#### [EXERCISE]
The expected output is each entry, given again exactly.

#### [Dataset entries]
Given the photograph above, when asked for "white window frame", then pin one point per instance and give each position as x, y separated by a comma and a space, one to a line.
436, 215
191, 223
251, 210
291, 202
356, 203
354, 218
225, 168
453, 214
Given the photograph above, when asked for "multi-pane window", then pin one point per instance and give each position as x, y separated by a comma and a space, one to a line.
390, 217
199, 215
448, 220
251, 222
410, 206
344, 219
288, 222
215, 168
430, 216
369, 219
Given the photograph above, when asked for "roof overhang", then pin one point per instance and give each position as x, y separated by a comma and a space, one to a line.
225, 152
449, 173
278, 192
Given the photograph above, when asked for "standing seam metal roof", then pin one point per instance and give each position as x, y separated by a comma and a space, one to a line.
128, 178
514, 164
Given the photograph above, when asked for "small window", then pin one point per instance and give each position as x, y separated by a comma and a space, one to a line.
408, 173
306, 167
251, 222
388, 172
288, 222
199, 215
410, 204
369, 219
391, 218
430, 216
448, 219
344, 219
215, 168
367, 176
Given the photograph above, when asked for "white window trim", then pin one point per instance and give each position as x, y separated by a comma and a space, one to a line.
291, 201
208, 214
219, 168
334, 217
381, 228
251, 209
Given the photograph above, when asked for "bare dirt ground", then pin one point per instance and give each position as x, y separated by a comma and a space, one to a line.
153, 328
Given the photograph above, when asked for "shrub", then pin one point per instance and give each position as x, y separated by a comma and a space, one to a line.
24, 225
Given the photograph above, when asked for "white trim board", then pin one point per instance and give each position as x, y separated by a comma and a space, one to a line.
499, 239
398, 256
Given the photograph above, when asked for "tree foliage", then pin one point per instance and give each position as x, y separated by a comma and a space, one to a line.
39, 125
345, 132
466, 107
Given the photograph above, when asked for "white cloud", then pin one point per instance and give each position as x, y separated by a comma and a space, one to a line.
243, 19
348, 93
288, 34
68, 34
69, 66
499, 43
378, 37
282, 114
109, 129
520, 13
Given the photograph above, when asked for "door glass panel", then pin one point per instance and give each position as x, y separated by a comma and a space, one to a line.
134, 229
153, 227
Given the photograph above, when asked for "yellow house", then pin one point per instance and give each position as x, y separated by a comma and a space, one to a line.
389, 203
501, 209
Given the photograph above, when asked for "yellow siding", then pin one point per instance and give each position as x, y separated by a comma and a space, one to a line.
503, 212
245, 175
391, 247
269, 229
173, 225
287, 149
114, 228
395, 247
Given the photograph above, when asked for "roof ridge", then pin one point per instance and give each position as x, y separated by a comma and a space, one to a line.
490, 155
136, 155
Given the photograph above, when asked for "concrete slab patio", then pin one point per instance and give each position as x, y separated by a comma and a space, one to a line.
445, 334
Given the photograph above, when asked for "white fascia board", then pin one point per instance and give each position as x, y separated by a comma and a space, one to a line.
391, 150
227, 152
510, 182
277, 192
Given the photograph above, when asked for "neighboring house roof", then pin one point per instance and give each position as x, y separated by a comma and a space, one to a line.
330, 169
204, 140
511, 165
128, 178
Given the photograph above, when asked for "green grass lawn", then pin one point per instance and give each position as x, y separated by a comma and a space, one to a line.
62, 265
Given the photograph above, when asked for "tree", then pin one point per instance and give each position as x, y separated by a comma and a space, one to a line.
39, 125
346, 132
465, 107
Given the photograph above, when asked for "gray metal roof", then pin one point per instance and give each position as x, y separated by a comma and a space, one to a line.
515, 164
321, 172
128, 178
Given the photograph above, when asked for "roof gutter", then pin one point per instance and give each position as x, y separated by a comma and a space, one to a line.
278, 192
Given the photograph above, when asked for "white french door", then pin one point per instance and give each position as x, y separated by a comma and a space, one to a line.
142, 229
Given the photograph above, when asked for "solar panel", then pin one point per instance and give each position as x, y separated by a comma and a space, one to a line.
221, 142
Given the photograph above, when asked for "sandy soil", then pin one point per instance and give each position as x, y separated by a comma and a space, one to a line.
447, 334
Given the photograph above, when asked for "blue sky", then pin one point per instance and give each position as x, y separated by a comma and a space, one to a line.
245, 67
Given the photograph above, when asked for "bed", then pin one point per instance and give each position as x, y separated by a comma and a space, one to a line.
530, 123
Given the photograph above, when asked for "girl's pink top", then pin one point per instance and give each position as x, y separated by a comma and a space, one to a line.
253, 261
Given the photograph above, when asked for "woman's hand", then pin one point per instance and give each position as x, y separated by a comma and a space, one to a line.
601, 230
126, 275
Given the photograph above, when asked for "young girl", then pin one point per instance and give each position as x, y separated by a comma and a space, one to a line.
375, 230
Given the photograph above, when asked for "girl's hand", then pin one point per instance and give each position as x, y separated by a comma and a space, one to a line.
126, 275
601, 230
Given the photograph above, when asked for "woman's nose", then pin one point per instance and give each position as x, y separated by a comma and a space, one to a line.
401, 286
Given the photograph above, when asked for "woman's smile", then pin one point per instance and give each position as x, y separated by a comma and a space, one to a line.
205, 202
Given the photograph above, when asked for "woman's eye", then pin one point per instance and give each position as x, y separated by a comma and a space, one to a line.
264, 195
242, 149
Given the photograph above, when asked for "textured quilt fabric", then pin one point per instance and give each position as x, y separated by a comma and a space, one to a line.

#### [RESULT OF THIS EXERCISE]
Given the photograph above, when asked for "white window frame", then pin one point per instance and give each position as x, y separated by a comma and a space, one to a line.
436, 215
191, 223
251, 210
291, 202
356, 203
354, 218
225, 168
453, 214
Given the photograph above, when asked for "multi-pane window", then pin one point per instance and give each position as x, y separated by a comma and a space, one to a line.
390, 217
199, 215
448, 220
251, 222
410, 206
344, 219
288, 222
215, 168
430, 216
369, 219
Given the photograph above, when asked for "roof overhang", then pin one point per instance and give each position as x, y separated by a comma and a space, one to a line.
225, 152
449, 173
278, 192
Given the photograph above, when asked for "standing seam metal roof", then pin one point per instance and give each position as x, y separated by a comma and a space, one to a line.
128, 178
514, 164
Given the photograph above, when asked for "small window", then pin one point per instance and give each position as x, y separated by a comma and a space, one to a line.
408, 173
306, 167
251, 222
388, 172
288, 222
199, 215
410, 204
369, 219
391, 218
430, 216
448, 219
344, 219
215, 168
367, 176
Given the photograph above, when asked for "white window trim", then pin one point per instance and give each position as x, y separated by a comma and a space, one to a line.
291, 201
208, 214
219, 168
334, 217
381, 228
251, 209
Given the photograph above, when asked for "bare dirt ground", then pin one point per instance and give each position as x, y separated by a comma and a space, one to a line.
153, 328
Given the photograph above, when asked for "shrub", then pin one point per instance and give each position as x, y separated by a comma and a space, one to a line.
24, 225
Given the photograph above, when asked for "white trim board", then pin one point per instance and give each position as x, y separated by a comma and a space, one to a line.
499, 239
398, 256
Given the photograph above, when asked for "tree foliage", then pin one point per instance and give each position as x, y separated by a comma and a space, one to a line.
39, 125
345, 132
466, 107
Given the photograph above, when asked for "white cloud", then pin one point per instance and give each position as x, y separated by a comma and a space, one to a line.
243, 19
348, 93
288, 34
68, 34
69, 66
499, 43
378, 37
282, 114
109, 129
520, 13
Given the photograph above, when asked for "door glass panel", then pin one point per instance and give each position as x, y separated by a comma and a space, one to a line.
134, 229
153, 227
Given the photograph above, when asked for "yellow house", then pin one point per instance and give each position as x, y separated by a comma and a space, one to a line.
389, 203
501, 209
Given the photograph above, when asked for "yellow siding", then pin one point per instance and give each position as x, y separated by a comma and a space, one to a line.
503, 212
245, 175
391, 247
269, 229
173, 225
287, 149
114, 228
395, 247
Given the photograph above, when asked for "roof ridge", then pin one point per instance and give each position as x, y separated by a comma and a space, one to a line.
490, 155
136, 155
Given the photograph above, when asked for "concrete slab patio", then pin one point per instance and give each position as x, y separated by a comma and a space, one to a line.
445, 334
Given the photograph above, when asked for "white fascia board", then pin one point per instance and give each position as x, y separated by a comma and a space, one to a line.
391, 150
227, 152
510, 182
277, 192
Given the photograph above, when asked for "neighboring house roof", then pin one point per instance and give each position as x, y separated by a comma and a space, one to a line.
330, 169
204, 140
511, 165
128, 178
Given the photograph above, when asked for "green grass lawn", then pin one point per instance and give each position as x, y separated by a comma and a space, one to a line.
62, 265
Given the photograph above, when asked for "tree", then pin one point per instance and give each position as x, y separated by a comma and a space, one to a line.
39, 125
346, 132
465, 107
Given the photograph above, when asked for "gray metal roof", then pin one point per instance and give each position as x, y separated by a comma and a space, one to a line.
515, 164
321, 172
128, 178
Given the photograph above, when asked for "roof gutter", then pin one point per instance and give each position as x, y separated by a comma and a space, one to a line.
278, 192
Given the photograph above, when asked for "white french door", then pin one point per instance and give each position as x, y separated by a comma and a space, one to a line.
142, 229
Given the photograph above, when asked for "solar panel", then pin one point per instance and give each position as x, y separated by a comma and a space, one to a line.
221, 142
Given the photograph above, when asked for "sandy soil", then pin one point per instance and give each position as x, y separated by a comma and a space, one to a line.
447, 334
Given the photograph above, when asked for "blue sky", then pin one point per instance and give each position as x, y separated by a comma and a space, one to a line.
245, 67
Given the photograph above, when asked for "bed", then pin one point per instance and give each position as x, y separated by a comma and a space, one to a line.
530, 123
Given the photograph above, when asked for "girl's pink top", then pin one point per instance and give each position as x, y separated by a comma and a space, one to a line.
253, 261
Given the photograph above, when asked for "woman's hand", then pin one point per instance and give each position as x, y separated by a comma and a space, one to a line.
601, 230
126, 275
Given the photograph above, when asked for "young girl", then pin one point per instance and give each position as x, y separated by a comma and a space, one to a line.
375, 230
Given the photograph above, when asked for "girl's hand", then pin one point per instance and give each position as x, y separated by a comma and a space, one to a line.
126, 275
601, 230
Given the photograph above, when asked for "woman's nose", then pin one point per instance and give each position as x, y separated by a comma and a space, one to a line.
401, 286
Given the photograph above, when asked for "woman's smile", then pin one point per instance and give each position as x, y separated by a comma and a space, one to a line.
205, 202
Given the photograph above, when asked for "woman's eye", then pin one point per instance and give each position as x, y separated by a comma and a space, one to a line.
264, 195
242, 149
Given the photograph above, when asked for "textured quilt fabric", then pin one point per instance and give each position as x, y separated by a comma and a space, one to a line.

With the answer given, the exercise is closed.